Text provided →
>>>

3-Week Series: Double Blessing


Summary: The church's birthday occurred on the first Pentecost. This sermon studies what occurred at that first event.

Scripture Ref: John 20:19-23

Acts 2:1-41

Matthew 16:18

1 Corinthians 12:13

Other Ref.: The Bible Knowledge Commentary

1. Introduction

a. Today we are celebrating a major event in the Christian calendar, for it is literally our birthday.

(1) It is the day we know as Pentecost.

(2) Its inception was simple, but powerful.

(3) It did not start as any birthday party we have come to know and love.

(a) The party goers did not go to a residence festive with gay decorations.

(b) There was no cake and ice cream.

(c) No party invitations were mailed.

(d) It started with a simple command, “Do not leave Jerusalem, but wait for the gift my Father promised, which you have heard me speak about. For John baptized with water, but in a few days you will be baptized with the Holy Spirit.” (Acts 1:4)

<<<

Provided records →
>>>

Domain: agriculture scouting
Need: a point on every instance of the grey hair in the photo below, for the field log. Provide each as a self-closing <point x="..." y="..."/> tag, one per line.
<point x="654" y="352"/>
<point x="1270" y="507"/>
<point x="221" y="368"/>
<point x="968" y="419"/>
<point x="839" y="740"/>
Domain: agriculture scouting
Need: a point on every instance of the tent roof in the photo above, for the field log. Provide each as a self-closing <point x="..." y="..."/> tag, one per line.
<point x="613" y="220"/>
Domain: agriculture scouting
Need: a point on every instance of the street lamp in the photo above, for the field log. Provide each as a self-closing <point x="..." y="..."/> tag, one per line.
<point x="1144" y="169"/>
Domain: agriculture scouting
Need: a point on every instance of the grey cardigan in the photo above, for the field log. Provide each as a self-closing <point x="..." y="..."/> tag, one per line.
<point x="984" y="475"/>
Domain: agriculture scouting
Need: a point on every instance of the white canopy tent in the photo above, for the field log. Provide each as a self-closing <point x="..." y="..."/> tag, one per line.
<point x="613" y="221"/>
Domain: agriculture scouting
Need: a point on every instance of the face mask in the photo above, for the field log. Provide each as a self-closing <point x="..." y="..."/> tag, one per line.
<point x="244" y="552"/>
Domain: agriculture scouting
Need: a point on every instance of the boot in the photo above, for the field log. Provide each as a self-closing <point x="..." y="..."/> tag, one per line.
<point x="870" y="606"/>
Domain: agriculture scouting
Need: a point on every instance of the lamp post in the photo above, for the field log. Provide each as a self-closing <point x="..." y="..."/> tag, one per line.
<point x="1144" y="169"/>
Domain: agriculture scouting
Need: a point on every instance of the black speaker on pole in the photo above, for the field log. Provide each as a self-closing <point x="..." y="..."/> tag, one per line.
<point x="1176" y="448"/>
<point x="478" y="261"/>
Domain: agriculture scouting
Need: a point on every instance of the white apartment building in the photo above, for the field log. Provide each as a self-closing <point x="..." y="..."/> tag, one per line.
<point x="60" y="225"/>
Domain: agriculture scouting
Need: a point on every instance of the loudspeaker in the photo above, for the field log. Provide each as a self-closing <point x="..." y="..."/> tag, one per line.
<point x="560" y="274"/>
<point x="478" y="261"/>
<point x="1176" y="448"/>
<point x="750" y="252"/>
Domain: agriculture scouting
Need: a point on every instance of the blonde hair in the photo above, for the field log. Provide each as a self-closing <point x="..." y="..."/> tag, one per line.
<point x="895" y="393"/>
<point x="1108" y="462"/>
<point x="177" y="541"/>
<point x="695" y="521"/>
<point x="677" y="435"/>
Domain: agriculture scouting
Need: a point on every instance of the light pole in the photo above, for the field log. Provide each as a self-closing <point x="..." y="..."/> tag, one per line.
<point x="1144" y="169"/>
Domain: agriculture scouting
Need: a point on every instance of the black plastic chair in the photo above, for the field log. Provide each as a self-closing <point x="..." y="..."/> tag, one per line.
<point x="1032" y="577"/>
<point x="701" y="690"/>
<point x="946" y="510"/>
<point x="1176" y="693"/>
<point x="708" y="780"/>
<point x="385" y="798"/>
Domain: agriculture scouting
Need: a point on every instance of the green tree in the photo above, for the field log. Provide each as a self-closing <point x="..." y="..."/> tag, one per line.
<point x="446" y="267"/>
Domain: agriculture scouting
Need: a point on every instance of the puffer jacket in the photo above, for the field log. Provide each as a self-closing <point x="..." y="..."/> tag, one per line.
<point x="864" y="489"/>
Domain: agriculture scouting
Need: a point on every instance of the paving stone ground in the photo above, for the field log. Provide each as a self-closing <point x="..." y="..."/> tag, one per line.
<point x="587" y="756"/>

<<<

Task set →
1 – In the Pentecost sermon outline, what Bible verse is cited for the command that the first Pentecost started with?
2 – Continue the Pentecost sermon outline from the point where it stops.

Expected responses →
1 – Acts 1:4

2 –
b. History of Pentecost

(1) Old Testament

(a) Not a new concept, but rather a transformation of a feast celebrated in O.T. times.

(b) In the Hebrew O.T., the customary name is the Feast of Weeks. It was regarded as the second of three obligatory observances, coming between the Passover and the Feast of Tabernacles.

(c) In Exodus 23:16, it is called “the feast of harvest, of the first fruits of your labor, of what you sow in the field.”

(d) Dating of this festival also suggests its original agricultural context. Deuteronomy 16:9 required that it be dated seven weeks “from the time you first put the sickle to the standing grain.”

(2) New Testament

(a) In the Hellenistic period, 300 B.C.-A.D. 300, the feast began to lose its association with agriculture and came increasingly associated with religious history of the Hebrew people. The book of Jubilees, continuing to refer to it as ‘first fruits,’ identifies it with the covenant between God and Noah.

(b) Probably after the destruction of the Temple in A.D. 70 Pentecost finally transformed into an observance of the giving of Torah on Mount Sinai. Exodus 19:1 was interpreted to mean that the interval between Passover and the arrival at Sinai was fifty days. Thus, in Judaism, Shavuot continues to be an observance of thanksgiving for Torah.

c. Today, Pentecost has a totally different meaning for Christians. It is associated with power and excitement. In fact, it is so significant a denomination has been founded entirely on it.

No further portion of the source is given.